Set exercise ▸ Update the rows starting at the line containing "Locate the metal" and ending at the line containing "[414, 420, 510, 452]", and give them again with "lamp post" changed to "light pole" and everything else left the same.
# START OF The data
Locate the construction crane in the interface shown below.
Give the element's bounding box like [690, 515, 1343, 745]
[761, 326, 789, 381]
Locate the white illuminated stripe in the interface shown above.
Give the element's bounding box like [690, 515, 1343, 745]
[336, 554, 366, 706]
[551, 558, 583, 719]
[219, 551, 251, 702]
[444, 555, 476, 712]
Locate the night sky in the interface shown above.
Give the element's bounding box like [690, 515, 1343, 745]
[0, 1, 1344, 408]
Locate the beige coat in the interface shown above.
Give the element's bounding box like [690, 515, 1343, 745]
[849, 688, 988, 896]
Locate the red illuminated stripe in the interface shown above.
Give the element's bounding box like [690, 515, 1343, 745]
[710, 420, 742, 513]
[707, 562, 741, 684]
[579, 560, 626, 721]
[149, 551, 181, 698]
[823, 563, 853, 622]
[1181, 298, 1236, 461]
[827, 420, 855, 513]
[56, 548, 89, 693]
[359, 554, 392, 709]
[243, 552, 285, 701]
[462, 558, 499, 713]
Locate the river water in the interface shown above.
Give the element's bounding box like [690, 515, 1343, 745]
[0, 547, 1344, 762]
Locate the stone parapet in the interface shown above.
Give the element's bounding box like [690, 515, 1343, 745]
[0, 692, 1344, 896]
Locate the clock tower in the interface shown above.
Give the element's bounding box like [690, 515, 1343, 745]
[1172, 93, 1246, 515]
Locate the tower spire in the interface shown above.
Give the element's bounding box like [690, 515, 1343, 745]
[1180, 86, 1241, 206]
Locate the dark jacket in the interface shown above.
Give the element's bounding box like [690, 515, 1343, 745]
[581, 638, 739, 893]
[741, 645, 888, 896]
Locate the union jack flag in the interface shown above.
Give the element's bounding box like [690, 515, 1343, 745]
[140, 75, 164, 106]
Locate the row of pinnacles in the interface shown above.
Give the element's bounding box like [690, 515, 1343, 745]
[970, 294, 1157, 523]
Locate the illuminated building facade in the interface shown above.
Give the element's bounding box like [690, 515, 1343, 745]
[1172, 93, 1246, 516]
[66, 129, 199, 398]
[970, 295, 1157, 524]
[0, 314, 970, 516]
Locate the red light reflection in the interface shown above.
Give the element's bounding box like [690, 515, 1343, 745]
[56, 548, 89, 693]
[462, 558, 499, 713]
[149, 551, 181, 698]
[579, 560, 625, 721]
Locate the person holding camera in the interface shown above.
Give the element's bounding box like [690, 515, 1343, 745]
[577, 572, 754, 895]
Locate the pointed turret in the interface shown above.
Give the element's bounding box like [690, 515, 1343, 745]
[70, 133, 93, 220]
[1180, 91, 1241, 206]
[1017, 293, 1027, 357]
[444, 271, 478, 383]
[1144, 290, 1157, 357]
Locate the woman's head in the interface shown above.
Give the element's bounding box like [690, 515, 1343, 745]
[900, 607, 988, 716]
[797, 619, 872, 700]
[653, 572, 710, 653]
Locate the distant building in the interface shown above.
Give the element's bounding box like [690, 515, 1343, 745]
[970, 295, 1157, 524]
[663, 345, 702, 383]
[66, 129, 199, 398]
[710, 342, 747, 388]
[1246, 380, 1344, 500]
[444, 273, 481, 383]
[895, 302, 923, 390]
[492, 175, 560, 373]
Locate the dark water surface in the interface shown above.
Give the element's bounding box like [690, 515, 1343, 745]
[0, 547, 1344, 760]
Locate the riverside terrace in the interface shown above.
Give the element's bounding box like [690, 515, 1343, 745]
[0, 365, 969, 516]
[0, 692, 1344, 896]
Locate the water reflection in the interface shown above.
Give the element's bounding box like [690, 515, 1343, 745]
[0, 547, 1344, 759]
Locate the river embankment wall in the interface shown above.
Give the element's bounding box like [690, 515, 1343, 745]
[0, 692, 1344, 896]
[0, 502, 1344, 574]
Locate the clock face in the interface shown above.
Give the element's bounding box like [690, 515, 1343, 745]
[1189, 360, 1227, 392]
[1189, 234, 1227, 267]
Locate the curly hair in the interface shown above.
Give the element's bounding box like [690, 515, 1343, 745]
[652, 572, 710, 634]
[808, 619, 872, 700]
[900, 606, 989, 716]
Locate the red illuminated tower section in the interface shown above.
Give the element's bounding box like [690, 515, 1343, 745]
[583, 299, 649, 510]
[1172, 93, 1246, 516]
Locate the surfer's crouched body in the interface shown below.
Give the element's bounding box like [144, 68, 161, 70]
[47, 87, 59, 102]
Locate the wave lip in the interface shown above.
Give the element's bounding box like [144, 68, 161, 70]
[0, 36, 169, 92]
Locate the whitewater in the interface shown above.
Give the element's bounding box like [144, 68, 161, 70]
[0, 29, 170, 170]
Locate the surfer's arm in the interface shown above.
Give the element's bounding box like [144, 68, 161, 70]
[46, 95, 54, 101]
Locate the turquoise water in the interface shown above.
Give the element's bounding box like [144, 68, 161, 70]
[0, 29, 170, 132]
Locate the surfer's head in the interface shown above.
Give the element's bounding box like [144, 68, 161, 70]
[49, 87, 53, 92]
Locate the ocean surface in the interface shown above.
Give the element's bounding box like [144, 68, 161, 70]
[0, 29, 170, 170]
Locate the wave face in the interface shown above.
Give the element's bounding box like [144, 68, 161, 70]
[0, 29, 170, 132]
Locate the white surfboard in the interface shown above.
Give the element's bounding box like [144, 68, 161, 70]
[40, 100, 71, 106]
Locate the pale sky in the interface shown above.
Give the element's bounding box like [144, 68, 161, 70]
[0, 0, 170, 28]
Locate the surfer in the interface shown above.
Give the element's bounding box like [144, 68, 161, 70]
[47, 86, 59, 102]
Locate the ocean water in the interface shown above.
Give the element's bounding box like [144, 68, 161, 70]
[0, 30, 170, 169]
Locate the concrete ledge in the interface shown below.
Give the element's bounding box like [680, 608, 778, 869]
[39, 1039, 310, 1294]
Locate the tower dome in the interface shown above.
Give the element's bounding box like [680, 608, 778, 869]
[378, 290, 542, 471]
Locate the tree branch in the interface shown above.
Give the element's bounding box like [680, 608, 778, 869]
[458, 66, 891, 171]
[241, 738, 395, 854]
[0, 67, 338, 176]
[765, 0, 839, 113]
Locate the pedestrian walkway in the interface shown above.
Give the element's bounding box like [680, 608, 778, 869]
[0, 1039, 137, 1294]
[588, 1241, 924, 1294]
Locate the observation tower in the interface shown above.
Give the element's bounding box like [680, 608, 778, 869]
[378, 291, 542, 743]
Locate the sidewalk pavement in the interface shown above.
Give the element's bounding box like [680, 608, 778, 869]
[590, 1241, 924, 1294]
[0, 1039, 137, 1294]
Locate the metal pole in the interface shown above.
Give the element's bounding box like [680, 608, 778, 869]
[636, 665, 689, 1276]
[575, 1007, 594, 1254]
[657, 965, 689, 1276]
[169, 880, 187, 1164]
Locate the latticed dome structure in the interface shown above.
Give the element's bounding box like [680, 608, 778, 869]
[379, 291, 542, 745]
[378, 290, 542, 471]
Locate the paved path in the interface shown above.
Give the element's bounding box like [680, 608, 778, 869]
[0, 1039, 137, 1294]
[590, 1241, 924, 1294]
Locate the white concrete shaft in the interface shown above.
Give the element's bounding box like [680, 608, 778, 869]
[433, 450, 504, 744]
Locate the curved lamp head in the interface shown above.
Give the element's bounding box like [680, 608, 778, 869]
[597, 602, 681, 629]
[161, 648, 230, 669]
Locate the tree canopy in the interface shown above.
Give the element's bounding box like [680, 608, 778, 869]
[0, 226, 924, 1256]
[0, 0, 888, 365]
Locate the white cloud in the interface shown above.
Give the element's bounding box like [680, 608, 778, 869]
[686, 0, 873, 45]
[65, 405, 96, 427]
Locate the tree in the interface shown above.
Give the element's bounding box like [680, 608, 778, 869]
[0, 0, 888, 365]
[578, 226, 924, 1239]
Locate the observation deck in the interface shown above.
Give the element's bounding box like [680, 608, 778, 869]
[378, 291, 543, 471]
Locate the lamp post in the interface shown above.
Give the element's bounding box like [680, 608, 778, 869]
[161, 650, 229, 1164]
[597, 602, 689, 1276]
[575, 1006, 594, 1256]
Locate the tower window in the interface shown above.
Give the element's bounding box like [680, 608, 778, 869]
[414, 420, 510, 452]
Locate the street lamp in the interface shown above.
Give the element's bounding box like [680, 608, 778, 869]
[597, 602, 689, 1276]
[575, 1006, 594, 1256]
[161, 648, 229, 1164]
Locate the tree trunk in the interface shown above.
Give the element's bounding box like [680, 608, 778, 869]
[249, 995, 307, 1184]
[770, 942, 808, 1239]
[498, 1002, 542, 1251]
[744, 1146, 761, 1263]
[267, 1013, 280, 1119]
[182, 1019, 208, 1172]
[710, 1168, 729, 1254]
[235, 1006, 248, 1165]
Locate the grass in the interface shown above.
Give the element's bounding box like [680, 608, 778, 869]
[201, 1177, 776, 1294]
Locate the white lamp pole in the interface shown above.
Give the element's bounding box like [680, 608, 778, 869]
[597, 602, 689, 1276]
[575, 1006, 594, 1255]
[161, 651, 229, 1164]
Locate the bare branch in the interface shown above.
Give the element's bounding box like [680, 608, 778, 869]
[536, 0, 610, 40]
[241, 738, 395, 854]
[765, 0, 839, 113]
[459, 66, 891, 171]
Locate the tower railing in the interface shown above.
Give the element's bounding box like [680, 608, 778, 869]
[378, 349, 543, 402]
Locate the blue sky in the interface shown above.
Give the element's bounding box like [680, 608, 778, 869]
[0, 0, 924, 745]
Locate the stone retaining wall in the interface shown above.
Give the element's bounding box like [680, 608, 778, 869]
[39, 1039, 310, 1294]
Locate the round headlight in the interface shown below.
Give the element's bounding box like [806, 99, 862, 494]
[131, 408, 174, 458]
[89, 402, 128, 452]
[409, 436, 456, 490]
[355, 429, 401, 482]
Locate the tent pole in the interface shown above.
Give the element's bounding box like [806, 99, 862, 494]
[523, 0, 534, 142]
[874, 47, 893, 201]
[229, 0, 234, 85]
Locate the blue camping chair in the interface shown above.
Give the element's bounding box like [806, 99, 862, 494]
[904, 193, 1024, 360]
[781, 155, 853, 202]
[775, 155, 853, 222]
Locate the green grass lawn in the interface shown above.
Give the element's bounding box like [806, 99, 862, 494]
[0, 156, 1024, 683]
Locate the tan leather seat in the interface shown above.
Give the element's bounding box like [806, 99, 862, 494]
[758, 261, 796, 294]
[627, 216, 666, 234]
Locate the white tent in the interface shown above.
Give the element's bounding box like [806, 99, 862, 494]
# END OF The data
Task answer ▸
Locate the metal pole in the interface shown above.
Give the element's bounding box like [680, 608, 778, 869]
[636, 665, 689, 1276]
[575, 1007, 594, 1254]
[657, 965, 689, 1276]
[169, 880, 187, 1164]
Locate the latticed dome structure in the interface shown above.
Give the element's bounding box like [680, 608, 778, 869]
[379, 291, 542, 745]
[378, 290, 542, 471]
Locate the paved path in the interface shown above.
Give the element's bounding box like [680, 608, 778, 869]
[0, 1039, 137, 1294]
[590, 1241, 924, 1294]
Locate the white concrete shaft in the interface shown above.
Give the element's bounding box like [680, 608, 778, 869]
[433, 450, 504, 744]
Locate the curved lamp head in the interface shown above.
Give the element's bounding box like [680, 608, 778, 869]
[597, 602, 681, 629]
[161, 648, 230, 669]
Locate the tree canopy in the interface shown above.
Give the element's bounding box like [680, 608, 778, 869]
[0, 226, 924, 1256]
[0, 0, 888, 365]
Locate the white cloud in the interface shown above.
Give the element's bounding box like [680, 608, 778, 869]
[686, 0, 873, 45]
[65, 405, 96, 427]
Locate the tree in the interface shown above.
Give the element's bounding box like [680, 608, 778, 869]
[0, 0, 888, 365]
[578, 226, 924, 1239]
Locate the observation deck in the interface shown above.
Give the element's bounding box like [680, 608, 778, 869]
[378, 291, 543, 471]
Locate the light pole in the interface shown above.
Give the element's bounding box like [680, 608, 778, 869]
[161, 650, 229, 1164]
[597, 602, 689, 1276]
[575, 1006, 594, 1256]
Locate the tower window in the interface shown above.
Give the element's bounding box like [680, 608, 778, 869]
[414, 420, 510, 452]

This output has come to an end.